Among the lines below, count those that include "instance", and state the count alone.

====== Material supplied

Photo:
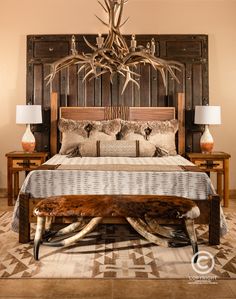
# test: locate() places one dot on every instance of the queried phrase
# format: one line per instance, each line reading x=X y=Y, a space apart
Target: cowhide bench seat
x=141 y=212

============

* Output of the exercise: 2